YOUR OBJECTIVE - Please format the stretch below, from the line containing "# Mark the region of the black car" through the line containing "M383 201L381 201L380", as a Markdown table with the columns Row and Line. Number each line in Row and leave out any blank lines.

## START INFORMATION PROVIDED

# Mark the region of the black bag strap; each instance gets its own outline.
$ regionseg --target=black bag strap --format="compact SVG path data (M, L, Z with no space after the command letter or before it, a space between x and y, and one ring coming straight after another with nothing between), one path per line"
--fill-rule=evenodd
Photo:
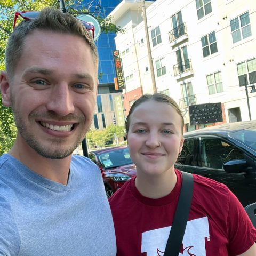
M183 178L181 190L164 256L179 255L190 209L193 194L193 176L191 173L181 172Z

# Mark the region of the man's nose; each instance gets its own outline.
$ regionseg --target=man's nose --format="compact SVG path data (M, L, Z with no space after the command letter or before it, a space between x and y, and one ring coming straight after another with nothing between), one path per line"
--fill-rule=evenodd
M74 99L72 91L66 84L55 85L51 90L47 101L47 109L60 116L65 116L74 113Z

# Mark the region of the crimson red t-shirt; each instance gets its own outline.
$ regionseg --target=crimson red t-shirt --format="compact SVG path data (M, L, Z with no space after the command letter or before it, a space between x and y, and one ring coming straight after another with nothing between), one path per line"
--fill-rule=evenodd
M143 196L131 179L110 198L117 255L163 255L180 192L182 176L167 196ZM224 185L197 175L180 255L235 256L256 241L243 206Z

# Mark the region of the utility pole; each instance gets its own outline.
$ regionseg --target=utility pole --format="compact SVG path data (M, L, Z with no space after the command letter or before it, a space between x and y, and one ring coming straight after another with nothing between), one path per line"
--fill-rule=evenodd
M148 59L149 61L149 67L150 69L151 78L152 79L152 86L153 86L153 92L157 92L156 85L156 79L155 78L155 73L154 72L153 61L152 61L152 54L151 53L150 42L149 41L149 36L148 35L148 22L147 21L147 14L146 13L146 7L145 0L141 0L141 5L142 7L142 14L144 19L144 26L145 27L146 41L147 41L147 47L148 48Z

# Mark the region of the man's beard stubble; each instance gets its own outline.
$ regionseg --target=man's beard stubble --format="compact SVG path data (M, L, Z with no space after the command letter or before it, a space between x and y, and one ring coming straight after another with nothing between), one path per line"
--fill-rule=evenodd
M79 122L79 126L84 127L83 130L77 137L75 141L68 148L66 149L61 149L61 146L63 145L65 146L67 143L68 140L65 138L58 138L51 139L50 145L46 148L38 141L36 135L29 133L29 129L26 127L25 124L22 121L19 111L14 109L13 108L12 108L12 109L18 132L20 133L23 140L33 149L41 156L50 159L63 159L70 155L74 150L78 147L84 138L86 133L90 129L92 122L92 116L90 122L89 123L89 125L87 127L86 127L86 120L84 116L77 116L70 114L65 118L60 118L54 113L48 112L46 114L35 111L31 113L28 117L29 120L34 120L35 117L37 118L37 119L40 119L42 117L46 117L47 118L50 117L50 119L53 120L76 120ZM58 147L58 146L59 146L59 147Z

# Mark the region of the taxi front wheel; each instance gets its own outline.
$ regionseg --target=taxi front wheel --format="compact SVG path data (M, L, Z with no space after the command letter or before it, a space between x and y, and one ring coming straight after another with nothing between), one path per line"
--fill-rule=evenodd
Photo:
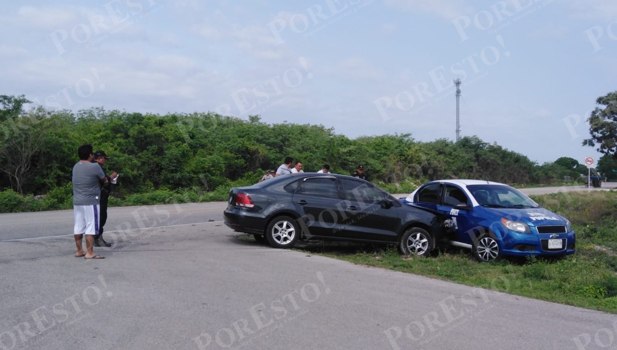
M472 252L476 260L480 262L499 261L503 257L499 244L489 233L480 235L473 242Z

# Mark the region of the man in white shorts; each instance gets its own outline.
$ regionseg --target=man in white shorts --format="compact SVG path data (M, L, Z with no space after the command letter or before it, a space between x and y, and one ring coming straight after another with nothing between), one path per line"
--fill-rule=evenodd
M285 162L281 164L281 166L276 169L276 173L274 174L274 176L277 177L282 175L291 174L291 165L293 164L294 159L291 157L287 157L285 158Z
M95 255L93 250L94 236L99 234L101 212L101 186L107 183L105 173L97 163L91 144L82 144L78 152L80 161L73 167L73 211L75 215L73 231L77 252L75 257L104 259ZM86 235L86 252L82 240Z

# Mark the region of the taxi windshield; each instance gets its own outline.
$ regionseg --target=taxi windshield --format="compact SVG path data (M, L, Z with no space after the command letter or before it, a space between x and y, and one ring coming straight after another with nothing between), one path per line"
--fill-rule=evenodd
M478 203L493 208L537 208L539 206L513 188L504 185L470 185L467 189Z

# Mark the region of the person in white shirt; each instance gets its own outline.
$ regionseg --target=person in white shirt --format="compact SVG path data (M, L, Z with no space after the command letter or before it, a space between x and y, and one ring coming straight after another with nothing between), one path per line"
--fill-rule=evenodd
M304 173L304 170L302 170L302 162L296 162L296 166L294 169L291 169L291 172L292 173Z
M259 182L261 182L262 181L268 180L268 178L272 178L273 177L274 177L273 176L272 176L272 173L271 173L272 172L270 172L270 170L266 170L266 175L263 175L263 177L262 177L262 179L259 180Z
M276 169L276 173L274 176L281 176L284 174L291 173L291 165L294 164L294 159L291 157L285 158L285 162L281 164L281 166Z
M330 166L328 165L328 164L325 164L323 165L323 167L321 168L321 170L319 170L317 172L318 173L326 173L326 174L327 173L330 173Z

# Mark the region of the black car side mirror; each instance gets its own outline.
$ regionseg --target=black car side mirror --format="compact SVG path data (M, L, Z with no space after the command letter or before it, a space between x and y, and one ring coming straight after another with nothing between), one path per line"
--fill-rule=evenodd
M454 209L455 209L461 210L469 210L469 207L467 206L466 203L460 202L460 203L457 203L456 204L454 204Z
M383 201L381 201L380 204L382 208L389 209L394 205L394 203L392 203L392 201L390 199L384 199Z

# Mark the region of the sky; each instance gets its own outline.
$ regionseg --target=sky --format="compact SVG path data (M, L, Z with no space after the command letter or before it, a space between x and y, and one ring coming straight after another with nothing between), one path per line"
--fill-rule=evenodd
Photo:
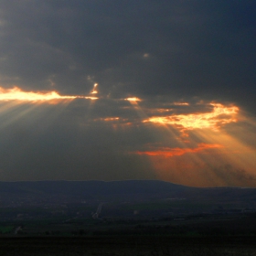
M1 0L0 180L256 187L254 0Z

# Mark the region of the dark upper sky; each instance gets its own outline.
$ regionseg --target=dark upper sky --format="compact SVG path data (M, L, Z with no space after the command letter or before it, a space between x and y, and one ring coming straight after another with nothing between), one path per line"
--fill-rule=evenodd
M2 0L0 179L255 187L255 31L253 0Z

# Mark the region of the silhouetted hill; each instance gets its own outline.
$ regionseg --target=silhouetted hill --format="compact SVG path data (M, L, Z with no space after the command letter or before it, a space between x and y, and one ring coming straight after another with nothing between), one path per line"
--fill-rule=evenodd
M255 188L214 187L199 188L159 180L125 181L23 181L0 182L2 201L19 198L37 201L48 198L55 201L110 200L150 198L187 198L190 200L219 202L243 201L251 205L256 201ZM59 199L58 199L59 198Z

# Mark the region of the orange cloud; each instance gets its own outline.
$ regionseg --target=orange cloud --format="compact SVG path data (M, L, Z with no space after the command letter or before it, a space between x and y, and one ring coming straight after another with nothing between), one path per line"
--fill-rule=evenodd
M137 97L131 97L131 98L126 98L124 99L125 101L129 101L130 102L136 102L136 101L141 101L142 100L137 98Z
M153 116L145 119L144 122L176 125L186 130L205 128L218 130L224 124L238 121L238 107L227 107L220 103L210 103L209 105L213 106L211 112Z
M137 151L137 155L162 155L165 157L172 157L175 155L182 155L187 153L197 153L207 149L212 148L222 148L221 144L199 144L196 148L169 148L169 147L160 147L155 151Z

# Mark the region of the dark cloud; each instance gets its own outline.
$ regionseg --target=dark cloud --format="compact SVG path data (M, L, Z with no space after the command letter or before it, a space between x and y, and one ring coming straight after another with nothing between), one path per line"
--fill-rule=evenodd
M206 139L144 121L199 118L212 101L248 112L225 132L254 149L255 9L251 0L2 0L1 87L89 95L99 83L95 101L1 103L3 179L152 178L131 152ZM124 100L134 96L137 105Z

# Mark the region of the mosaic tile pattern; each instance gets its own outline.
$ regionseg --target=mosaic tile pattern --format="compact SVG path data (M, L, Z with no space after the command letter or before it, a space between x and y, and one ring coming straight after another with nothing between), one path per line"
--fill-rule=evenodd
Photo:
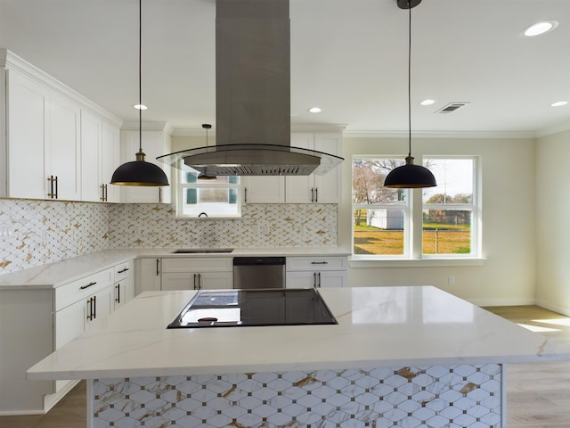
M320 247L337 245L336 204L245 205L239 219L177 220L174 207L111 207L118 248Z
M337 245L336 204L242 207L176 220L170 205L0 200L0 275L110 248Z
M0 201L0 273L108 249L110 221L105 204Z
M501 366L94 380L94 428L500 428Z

## END INFORMATION PROVIDED
## START INFORMATION PROVIDED

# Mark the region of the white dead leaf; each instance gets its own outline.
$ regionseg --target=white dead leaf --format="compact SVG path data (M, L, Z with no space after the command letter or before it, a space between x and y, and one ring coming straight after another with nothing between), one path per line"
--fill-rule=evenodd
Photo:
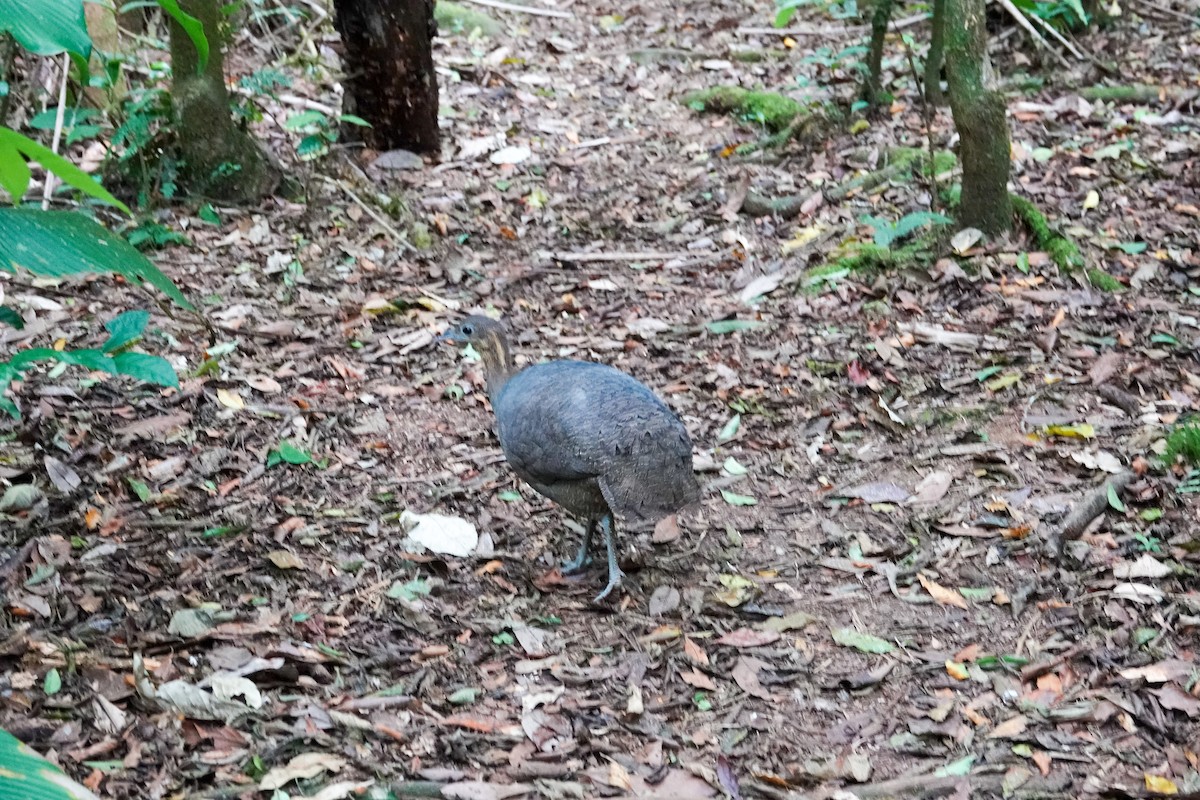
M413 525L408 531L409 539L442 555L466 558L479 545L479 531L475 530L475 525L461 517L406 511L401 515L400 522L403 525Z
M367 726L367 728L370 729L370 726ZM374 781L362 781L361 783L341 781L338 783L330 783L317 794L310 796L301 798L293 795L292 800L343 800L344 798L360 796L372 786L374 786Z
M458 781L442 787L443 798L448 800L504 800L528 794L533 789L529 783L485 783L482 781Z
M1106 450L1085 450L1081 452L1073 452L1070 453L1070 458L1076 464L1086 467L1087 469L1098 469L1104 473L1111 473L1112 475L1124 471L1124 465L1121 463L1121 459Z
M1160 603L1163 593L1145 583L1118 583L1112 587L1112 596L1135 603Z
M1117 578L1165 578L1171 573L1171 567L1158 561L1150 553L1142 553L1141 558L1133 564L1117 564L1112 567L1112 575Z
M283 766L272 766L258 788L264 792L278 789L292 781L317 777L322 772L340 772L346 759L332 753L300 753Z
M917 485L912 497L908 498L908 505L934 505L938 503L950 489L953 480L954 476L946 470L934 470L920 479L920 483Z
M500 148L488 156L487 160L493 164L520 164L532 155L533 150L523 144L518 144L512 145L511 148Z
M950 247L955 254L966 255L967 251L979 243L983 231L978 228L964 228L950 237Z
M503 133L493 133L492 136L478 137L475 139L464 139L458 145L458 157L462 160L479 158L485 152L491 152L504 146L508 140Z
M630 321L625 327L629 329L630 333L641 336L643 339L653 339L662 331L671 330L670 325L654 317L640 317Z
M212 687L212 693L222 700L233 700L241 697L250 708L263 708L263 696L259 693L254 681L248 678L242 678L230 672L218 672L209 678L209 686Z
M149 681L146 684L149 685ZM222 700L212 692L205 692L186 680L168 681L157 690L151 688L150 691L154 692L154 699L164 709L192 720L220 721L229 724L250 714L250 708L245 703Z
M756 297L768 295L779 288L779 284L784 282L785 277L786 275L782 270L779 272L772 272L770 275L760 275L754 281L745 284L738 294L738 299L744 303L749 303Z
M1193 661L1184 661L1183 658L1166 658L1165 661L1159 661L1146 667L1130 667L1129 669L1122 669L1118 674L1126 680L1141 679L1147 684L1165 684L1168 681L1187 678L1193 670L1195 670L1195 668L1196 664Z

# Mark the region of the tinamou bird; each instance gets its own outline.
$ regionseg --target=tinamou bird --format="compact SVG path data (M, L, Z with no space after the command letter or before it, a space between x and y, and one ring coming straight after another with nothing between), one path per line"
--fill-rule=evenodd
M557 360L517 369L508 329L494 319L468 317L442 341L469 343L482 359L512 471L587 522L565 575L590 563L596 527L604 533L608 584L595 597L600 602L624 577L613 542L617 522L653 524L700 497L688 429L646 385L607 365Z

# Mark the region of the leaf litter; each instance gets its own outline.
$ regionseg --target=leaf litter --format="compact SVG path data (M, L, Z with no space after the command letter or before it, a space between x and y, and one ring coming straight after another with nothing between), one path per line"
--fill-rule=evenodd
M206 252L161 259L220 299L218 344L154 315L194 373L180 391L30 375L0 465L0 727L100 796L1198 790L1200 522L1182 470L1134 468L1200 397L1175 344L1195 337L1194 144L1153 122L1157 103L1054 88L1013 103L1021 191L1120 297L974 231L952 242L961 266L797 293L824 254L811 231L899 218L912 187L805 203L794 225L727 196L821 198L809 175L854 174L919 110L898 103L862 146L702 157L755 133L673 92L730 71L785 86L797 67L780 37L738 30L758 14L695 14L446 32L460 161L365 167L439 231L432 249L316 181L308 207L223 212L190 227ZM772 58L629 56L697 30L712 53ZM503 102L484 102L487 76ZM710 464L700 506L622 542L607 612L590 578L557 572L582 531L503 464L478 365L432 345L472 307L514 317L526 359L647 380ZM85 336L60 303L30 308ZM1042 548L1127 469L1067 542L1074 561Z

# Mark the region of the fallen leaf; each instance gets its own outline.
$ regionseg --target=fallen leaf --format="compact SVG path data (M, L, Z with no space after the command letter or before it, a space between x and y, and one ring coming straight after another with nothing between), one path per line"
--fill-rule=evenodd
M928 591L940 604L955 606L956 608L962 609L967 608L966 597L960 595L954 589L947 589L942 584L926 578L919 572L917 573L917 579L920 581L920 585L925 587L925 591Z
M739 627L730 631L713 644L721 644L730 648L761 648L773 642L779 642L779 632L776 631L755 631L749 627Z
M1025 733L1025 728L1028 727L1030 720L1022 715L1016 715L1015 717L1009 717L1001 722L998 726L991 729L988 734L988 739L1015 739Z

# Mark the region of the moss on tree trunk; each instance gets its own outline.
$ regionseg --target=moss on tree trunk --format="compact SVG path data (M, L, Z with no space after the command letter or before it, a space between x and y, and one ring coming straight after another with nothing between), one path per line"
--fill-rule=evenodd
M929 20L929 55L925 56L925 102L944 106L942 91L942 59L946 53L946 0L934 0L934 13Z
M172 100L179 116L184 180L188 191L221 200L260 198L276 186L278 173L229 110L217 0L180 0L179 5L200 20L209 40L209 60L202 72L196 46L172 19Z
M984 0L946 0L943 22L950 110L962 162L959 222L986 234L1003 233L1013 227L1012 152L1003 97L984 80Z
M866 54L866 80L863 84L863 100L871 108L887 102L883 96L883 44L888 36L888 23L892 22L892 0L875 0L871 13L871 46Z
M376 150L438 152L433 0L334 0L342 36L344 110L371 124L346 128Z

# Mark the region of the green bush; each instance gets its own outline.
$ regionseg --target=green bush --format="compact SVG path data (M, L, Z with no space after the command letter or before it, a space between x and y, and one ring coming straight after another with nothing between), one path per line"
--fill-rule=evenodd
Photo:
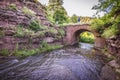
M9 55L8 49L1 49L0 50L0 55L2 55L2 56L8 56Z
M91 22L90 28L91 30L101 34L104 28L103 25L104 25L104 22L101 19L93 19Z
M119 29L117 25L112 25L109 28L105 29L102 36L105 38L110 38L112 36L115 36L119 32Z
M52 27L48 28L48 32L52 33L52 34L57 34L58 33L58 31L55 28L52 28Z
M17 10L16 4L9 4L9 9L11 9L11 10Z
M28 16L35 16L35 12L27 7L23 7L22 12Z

## END INFORMATION PROVIDED

FINISHED ANSWER -
| Row | Line |
|---|---|
| 1 | # Mark the region of the black car side mirror; each instance gets its own outline. |
| 2 | $ regionseg --target=black car side mirror --format="compact SVG path data (M, L, Z with no space after the command letter or before it, a space between x and y, and one ring coming straight after another with nothing between), one path per line" |
| 3 | --fill-rule=evenodd |
| 4 | M454 209L455 209L461 210L469 210L469 207L467 206L466 203L460 202L460 203L457 203L456 204L454 204Z |
| 5 | M383 201L381 201L380 204L382 208L389 209L394 205L394 203L392 203L392 201L390 199L384 199Z |